* Problem to work on
Return exactly the lines that run from the one containing "of the blue" to the end of the entries, with both ends included.
********
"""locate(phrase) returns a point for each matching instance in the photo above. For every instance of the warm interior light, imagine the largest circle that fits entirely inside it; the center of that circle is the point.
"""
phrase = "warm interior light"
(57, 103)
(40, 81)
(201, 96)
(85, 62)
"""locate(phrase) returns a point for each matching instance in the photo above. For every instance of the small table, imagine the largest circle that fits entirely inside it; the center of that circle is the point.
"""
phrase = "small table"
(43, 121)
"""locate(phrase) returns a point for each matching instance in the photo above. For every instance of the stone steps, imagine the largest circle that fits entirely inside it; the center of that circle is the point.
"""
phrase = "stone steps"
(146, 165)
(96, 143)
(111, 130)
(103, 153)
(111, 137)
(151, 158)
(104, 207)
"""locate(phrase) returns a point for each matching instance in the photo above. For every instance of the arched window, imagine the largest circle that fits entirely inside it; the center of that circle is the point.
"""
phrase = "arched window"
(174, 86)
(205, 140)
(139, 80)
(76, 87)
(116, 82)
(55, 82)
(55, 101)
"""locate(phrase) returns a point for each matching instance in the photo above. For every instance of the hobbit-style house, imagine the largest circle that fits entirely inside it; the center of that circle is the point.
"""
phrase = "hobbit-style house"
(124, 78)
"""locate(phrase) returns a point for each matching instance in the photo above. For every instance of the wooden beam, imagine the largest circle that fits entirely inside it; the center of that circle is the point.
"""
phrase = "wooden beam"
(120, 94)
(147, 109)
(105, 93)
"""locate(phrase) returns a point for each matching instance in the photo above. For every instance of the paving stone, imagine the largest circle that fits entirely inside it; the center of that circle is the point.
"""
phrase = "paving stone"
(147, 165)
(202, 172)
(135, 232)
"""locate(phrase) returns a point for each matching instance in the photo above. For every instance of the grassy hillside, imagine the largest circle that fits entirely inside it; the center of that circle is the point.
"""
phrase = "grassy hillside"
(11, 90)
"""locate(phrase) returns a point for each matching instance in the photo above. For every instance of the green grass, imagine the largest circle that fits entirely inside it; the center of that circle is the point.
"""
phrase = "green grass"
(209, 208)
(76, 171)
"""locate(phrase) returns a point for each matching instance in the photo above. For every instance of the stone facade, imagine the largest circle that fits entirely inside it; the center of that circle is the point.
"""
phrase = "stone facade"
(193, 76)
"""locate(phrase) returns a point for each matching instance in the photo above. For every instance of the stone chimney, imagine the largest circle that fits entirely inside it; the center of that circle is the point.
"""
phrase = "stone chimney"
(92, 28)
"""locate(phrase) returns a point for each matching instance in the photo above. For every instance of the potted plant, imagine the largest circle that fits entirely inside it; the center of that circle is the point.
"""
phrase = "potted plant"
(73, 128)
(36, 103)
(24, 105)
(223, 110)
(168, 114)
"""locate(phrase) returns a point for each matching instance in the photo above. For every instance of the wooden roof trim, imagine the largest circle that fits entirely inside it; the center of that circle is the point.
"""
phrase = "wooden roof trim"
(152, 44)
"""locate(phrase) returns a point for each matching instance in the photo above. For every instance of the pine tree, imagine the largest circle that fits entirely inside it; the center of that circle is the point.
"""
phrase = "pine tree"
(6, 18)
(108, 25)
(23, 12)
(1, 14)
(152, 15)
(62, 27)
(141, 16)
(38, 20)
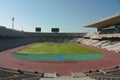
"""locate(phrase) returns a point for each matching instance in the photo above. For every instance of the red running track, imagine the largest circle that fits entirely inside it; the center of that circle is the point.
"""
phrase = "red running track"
(110, 60)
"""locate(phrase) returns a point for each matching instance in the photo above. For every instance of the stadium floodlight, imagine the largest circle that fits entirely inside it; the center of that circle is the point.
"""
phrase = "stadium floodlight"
(13, 22)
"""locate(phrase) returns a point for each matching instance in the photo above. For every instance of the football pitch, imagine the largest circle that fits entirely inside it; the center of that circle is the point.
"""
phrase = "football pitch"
(57, 52)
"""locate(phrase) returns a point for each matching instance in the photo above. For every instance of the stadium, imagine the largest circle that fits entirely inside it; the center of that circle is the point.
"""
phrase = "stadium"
(62, 56)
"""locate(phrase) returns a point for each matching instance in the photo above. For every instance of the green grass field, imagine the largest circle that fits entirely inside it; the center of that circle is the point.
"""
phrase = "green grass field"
(57, 48)
(57, 52)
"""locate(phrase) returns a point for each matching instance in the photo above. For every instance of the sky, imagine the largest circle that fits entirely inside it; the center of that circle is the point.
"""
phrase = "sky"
(68, 15)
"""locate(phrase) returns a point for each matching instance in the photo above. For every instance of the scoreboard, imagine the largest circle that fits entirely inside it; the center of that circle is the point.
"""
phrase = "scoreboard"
(55, 30)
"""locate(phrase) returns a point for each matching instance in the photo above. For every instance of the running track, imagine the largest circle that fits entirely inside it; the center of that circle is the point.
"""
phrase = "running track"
(110, 60)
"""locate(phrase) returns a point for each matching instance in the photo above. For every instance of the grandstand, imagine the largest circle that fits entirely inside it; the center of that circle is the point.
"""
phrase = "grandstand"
(105, 39)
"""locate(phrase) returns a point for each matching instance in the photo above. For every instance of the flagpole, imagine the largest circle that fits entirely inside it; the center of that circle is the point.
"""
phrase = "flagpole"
(13, 23)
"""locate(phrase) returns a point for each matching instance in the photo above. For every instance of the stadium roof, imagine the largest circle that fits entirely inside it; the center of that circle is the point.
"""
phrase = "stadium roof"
(115, 19)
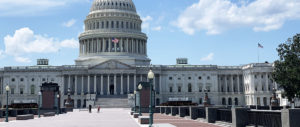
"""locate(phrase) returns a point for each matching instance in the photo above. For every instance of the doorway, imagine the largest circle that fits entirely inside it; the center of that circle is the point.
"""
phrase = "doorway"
(111, 89)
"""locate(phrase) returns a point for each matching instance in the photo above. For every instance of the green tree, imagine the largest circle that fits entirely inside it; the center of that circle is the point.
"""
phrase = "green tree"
(287, 68)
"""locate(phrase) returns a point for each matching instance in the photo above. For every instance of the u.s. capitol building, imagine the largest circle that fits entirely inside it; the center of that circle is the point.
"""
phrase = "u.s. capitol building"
(113, 60)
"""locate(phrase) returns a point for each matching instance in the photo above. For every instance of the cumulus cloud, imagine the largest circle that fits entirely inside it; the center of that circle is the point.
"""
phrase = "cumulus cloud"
(217, 16)
(69, 23)
(158, 28)
(146, 20)
(209, 57)
(24, 41)
(31, 7)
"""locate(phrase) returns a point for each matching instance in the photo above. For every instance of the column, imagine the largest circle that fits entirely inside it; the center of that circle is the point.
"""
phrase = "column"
(232, 84)
(89, 85)
(69, 82)
(226, 85)
(108, 83)
(101, 84)
(122, 84)
(127, 45)
(238, 81)
(128, 86)
(121, 44)
(134, 81)
(95, 84)
(115, 84)
(82, 85)
(267, 82)
(160, 90)
(103, 45)
(75, 85)
(109, 44)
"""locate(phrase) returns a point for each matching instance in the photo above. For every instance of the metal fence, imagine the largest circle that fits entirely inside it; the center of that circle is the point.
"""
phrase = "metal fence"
(224, 115)
(264, 118)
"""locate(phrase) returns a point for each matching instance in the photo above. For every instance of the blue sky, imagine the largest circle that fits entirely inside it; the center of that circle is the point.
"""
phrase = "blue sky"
(218, 32)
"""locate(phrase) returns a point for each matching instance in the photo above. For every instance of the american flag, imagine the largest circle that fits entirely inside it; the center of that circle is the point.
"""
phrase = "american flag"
(115, 40)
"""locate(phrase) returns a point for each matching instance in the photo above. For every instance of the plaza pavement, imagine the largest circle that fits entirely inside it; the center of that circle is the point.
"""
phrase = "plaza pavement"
(106, 118)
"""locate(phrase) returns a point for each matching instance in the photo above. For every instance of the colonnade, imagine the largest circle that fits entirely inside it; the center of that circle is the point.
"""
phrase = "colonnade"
(105, 84)
(127, 45)
(230, 83)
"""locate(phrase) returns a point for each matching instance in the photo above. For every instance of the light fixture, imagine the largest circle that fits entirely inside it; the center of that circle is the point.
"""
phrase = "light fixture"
(150, 75)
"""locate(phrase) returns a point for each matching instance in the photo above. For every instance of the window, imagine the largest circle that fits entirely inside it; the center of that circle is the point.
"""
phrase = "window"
(32, 89)
(200, 101)
(171, 89)
(12, 91)
(179, 89)
(208, 78)
(189, 87)
(21, 90)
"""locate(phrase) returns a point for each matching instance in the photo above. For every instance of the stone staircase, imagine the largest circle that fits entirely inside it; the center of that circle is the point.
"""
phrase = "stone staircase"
********
* Final result
"""locate(phrase) returns a point for each matching instance in the photo above. For every instance of the blue sky, imagine the largest circle that fits entirely inside it; the center of that circle is the point.
"""
phrase = "blue sky"
(218, 32)
"""locate(phrase) returns a point for each matching instance in the photo above. For every instance of the american flag, imagine the largest circle that fits entirely inside it; the center of that circle is the point.
"""
phrase = "american flag"
(115, 40)
"""locate(phrase) returns a point for each matching instance in the photo above. For every instance of the plaza pavement, imagine the largest circle that fits entirely inside it; the center of that circle is the point.
"""
phrase = "plaza pavement"
(106, 118)
"""locate(phrase) returns a point for each matching instance in the photo above. For every instance of the colonnade, imagine the largest circle that fits entirely inside it; the center of that circle is the point.
"""
phrase = "colonnade"
(105, 84)
(127, 45)
(230, 83)
"""locate(phrase) returns a point for each matching instance in the photo above. For every instance of the light fixture, imagine the largest circle that fits entirely inside it; the center of that circle is the point.
"""
phrase = "light fixture"
(150, 75)
"""locate(phrase) returns a point for each matching instance in the photo above. For every instance of the window, imagine the largest circle that fits entirely inside it; the center of that circle is the point.
"""
phrase = "window"
(32, 89)
(200, 101)
(171, 89)
(12, 91)
(179, 89)
(208, 78)
(189, 87)
(21, 90)
"""locate(phrase) returns a point for each matching instance in the photo above. For every instance of the stone staircase, imagine the largest circle that fits entirely inside it; the center of that circle is the point.
"""
phrase = "stone staircase"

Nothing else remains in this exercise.